Diante desse cenário, a Turma concluiu pela imprescindibilidade da presença paterna para o bem-estar dos menores, autorizando, assim, a substituição da prisão preventiva por prisão domiciliar.
Atentado do Riocentro e a inaplicabilidade do conceito de crime contra a humanidade
Em 2019, a 3ª Seção do STJ decidiu manter o trancamento da ação penal movida contra seis militares acusados de participação no atentado do Riocentro, ocorrido em 1981 (REsp 1.798.903), sob o fundamento de que os fatos não podem ser enquadrados como crimes contra a humanidade.
Apesar do voto do relator, ministro Rogerio Schietti Cruz, favorável à reabertura da ação com base na imprescritibilidade dos crimes contra a humanidade, prevaleceu o voto divergente do ministro Reynaldo Soares da Fonseca.
Para o ministro Fonseca, a legislação penal brasileira não prevê tipificação autônoma para tais crimes, e o Brasil tampouco ratificou a Convenção sobre a Imprescritibilidade dos Crimes de Guerra e dos Crimes contra a Humanidade, de 1968. Mesmo se considerada a natureza de norma de jus cogens do tratado internacional, sua aplicação estaria condicionada à compatibilidade com os princípios constitucionais, especialmente os da legalidade e da irretroatividade penal.
O ministro ressaltou ainda que a utilização retroativa do Estatuto de Roma — que tipifica crimes contra a humanidade e foi incorporado ao ordenamento jurídico brasileiro — não encontra respaldo constitucional, sob pena de violação ao artigo 5º, inciso XXXIX, da Constituição Federal.
Além disso, o atentado foi alcançado pela anistia prevista na Emenda Constitucional nº 26/1985, conforme entendimento prevalente à época dos fatos.
Trancamento de ação penal após absolvição cível por ausência de dolo
A 5ª Turma do STJ, em 2023, determinou o trancamento de ação penal movida contra uma empresária acusada de participação no suposto esquema de corrupção denominado “mensalão do DEM” (RHC 173.448).
O Tribunal de Justiça do Distrito Federal já havia absolvido, em 2020, a empresária e sua empresa da acusação de improbidade administrativa, reconhecendo a inexistência de dolo por parte dos particulares, tendo identificado conduta dolosa apenas do agente público envolvido.
Ao relatar o caso, o ministro Ribeiro Dantas afirmou que não é admissível a manutenção de persecução penal se o juízo cível, após análise probatória, concluiu pela ausência de dolo — elemento subjetivo indispensável tanto para a configuração do ato de improbidade quanto para os crimes de corrupção e lavagem de dinheiro.

## Dados brutos
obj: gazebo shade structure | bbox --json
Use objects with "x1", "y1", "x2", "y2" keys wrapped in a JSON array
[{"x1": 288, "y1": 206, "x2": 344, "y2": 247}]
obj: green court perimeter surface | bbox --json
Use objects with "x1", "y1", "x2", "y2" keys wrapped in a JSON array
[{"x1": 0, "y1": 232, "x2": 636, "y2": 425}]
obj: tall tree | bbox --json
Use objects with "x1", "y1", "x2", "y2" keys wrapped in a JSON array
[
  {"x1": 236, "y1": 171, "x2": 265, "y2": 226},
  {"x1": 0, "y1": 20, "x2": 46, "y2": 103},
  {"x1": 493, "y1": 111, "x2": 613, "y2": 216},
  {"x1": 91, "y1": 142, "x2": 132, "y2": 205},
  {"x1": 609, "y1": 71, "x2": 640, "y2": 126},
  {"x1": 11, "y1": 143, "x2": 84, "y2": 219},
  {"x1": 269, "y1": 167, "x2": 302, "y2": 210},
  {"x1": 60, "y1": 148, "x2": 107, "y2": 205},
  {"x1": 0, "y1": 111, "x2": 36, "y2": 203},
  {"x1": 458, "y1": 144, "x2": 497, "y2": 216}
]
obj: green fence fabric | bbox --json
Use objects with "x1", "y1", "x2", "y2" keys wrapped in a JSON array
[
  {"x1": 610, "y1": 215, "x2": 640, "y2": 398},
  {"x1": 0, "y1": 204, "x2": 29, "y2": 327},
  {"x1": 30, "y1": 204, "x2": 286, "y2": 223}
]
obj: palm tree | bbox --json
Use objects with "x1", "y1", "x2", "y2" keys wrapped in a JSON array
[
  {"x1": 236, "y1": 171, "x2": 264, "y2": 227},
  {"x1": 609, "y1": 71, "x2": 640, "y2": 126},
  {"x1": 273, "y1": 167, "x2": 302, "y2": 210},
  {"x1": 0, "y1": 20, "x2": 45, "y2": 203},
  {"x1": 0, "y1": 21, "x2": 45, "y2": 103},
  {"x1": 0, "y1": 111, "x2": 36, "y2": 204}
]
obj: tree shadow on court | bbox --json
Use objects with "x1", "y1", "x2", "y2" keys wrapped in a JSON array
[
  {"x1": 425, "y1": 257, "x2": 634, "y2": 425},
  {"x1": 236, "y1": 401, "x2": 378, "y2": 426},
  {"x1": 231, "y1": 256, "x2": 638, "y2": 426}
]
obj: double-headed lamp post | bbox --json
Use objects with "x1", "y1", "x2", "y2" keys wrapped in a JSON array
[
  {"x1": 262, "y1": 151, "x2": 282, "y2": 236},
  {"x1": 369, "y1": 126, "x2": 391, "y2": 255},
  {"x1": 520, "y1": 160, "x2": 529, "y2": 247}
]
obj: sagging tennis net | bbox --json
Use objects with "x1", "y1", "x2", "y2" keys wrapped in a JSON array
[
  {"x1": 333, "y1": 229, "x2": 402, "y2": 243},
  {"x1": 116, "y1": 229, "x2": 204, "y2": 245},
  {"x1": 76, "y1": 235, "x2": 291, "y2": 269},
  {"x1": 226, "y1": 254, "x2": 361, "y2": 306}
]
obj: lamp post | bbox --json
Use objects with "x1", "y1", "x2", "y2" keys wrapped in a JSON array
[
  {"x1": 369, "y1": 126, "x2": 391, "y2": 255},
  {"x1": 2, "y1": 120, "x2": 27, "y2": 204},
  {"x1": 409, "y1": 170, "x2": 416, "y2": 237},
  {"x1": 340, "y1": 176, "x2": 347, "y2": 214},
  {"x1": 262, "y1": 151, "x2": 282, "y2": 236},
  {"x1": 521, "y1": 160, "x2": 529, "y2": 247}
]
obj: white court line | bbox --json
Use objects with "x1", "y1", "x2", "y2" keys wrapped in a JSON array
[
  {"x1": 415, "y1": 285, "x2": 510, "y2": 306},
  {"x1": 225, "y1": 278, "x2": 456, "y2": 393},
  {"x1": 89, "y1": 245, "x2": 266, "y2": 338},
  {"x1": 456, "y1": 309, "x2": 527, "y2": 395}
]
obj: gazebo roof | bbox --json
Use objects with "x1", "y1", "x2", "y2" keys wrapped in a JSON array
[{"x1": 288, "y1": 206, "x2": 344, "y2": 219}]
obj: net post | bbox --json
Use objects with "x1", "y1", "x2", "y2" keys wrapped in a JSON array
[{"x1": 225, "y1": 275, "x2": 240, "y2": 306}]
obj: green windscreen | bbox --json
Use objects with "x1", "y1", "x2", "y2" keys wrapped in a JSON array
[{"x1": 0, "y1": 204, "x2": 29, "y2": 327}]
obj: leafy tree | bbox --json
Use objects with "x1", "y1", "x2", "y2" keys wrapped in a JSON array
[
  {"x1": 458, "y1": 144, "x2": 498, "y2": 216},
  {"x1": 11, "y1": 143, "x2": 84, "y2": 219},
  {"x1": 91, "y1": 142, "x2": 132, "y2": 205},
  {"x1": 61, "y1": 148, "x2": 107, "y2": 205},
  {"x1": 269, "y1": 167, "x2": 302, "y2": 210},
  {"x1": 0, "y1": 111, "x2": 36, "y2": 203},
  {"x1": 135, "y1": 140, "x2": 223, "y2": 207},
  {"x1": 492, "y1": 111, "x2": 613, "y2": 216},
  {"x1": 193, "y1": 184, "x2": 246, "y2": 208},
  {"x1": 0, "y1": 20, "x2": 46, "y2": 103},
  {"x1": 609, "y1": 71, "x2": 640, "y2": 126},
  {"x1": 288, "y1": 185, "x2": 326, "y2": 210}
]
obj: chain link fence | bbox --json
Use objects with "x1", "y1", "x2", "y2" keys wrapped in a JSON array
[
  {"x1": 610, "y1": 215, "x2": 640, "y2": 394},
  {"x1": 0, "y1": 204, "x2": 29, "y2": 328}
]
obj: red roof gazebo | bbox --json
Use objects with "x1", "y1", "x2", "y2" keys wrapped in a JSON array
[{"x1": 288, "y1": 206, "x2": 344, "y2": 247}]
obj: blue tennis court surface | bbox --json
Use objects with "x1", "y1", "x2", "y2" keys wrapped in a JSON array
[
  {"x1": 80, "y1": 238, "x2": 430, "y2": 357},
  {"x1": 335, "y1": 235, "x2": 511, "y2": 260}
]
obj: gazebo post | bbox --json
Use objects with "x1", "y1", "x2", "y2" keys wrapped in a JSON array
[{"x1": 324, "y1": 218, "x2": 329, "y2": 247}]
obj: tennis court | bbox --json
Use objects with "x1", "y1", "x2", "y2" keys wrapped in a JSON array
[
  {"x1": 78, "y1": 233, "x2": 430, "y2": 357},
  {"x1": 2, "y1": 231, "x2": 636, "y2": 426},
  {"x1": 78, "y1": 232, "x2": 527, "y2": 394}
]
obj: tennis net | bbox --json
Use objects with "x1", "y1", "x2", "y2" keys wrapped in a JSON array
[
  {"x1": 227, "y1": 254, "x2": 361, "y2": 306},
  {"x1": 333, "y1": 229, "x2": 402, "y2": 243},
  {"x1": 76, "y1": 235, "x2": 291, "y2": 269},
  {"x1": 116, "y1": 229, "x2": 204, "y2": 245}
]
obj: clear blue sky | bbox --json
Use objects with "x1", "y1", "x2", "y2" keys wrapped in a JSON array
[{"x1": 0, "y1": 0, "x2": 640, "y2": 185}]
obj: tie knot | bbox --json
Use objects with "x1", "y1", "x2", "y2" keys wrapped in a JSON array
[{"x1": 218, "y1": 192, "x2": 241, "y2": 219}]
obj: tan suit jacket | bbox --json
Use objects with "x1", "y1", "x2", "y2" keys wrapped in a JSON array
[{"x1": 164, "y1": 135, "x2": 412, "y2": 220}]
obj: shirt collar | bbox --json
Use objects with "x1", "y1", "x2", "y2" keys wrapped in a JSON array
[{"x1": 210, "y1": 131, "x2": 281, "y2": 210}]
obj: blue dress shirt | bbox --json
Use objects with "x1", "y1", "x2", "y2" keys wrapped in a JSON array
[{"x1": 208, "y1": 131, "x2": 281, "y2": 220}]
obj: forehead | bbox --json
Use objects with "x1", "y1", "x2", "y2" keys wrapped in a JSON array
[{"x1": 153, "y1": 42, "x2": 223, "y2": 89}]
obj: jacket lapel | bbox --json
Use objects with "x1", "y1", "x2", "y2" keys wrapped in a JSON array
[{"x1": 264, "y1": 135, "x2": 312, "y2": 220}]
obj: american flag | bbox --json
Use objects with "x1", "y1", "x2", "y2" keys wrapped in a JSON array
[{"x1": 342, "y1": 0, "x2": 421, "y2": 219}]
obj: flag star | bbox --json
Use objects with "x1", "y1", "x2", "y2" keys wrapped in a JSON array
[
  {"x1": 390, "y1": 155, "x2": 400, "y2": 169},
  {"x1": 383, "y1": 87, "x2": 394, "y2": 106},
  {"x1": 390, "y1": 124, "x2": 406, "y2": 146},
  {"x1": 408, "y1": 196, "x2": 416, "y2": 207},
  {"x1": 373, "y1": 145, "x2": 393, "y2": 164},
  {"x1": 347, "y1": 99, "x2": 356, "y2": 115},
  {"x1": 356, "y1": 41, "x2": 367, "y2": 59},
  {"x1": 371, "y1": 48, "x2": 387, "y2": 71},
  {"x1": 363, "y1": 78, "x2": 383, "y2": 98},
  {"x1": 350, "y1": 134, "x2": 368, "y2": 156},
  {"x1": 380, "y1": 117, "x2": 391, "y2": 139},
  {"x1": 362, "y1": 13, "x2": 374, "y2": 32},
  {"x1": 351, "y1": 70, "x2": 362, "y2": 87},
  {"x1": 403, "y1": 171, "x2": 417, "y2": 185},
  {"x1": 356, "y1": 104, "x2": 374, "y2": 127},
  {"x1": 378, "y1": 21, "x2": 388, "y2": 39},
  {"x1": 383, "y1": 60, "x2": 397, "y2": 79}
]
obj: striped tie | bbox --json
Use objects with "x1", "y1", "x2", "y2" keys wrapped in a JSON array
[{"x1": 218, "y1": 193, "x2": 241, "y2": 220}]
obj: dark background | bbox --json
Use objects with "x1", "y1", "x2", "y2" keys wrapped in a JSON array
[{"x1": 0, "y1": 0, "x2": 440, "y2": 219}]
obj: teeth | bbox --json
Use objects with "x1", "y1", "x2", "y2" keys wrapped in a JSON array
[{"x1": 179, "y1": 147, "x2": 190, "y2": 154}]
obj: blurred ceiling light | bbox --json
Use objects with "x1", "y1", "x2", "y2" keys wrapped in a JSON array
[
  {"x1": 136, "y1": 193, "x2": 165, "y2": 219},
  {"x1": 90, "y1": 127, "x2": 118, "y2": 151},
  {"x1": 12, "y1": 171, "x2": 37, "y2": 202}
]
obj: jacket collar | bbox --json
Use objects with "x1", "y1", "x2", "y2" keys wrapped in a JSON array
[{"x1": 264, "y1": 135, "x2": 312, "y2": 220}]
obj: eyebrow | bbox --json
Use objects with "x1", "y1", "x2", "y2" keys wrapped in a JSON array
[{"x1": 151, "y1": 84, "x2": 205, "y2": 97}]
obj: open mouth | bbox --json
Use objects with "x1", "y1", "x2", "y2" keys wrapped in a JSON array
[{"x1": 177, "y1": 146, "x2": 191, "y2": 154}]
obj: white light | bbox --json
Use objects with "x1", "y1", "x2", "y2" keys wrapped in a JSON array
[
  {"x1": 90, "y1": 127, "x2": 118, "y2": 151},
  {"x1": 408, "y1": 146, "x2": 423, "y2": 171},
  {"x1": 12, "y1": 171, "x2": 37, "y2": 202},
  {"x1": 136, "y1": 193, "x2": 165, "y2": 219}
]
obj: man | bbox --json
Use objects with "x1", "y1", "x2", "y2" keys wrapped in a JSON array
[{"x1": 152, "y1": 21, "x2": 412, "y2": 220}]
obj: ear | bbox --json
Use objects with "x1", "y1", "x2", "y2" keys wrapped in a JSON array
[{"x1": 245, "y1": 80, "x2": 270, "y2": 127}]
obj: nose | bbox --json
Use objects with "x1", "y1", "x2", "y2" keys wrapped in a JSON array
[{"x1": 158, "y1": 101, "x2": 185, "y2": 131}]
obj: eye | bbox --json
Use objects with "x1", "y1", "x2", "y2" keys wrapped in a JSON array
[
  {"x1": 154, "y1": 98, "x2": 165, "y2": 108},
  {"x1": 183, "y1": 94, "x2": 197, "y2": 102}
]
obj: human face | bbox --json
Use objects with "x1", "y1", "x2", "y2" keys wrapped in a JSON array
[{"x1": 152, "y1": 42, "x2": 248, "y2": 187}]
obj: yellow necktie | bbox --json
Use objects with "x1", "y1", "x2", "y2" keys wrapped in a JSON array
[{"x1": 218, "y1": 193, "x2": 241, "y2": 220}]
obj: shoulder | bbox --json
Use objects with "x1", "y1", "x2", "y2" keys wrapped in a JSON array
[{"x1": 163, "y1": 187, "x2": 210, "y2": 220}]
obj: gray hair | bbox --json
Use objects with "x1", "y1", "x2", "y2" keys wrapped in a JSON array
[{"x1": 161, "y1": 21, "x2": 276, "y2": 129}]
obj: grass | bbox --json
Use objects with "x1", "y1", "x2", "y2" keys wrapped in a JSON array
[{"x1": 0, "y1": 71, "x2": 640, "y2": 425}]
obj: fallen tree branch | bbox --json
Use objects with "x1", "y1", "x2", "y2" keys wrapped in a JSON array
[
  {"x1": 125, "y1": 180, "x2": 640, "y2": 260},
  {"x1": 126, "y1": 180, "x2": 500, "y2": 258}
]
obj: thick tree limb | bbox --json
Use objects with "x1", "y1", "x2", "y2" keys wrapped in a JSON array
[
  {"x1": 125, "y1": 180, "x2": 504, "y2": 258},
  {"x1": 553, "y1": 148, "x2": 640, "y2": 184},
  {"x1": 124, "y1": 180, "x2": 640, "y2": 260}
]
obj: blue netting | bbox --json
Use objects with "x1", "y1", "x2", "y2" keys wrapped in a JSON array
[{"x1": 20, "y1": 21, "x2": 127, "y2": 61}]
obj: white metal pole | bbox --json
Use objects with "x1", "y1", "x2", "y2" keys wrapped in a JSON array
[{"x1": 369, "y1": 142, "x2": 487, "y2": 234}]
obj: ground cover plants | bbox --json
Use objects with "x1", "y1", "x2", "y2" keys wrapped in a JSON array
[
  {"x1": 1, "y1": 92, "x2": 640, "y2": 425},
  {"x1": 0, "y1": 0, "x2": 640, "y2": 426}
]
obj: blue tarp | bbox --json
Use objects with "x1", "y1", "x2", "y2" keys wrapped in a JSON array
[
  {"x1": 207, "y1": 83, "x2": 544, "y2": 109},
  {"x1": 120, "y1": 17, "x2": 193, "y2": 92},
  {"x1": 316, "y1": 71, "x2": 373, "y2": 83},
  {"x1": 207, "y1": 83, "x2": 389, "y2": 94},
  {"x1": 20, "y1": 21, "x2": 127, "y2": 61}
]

## Conjunto de tarefas
a) Devolva, sem nenhuma alteração, a parte do trecho que vai de "O Tribunal de" a "agente público envolvido.".
b) Resuma o trecho em três frases.
As linhas não têm nenhuma relação com o trecho.

## Respostas do exercício
a)
O Tribunal de Justiça do Distrito Federal já havia absolvido, em 2020, a empresária e sua empresa da acusação de improbidade administrativa, reconhecendo a inexistência de dolo por parte dos particulares, tendo identificado conduta dolosa apenas do agente público envolvido.

b) Em 2019, a 3ª Seção do STJ manteve o trancamento da ação penal contra seis militares acusados de participação no atentado do Riocentro, ocorrido em 1981, por entender que os fatos não podem ser enquadrados como crimes contra a humanidade. Prevaleceu o voto do ministro Reynaldo Soares da Fonseca, para quem a legislação brasileira não tipifica autonomamente esses crimes, o Brasil não ratificou a Convenção de 1968, a aplicação retroativa do Estatuto de Roma não tem respaldo constitucional e o atentado foi alcançado pela anistia da Emenda Constitucional nº 26/1985. Em 2023, a 5ª Turma trancou a ação penal contra uma empresária acusada de participação no "mensalão do DEM", pois o juízo cível já havia concluído pela ausência de dolo, elemento indispensável também para os crimes de corrupção e lavagem de dinheiro.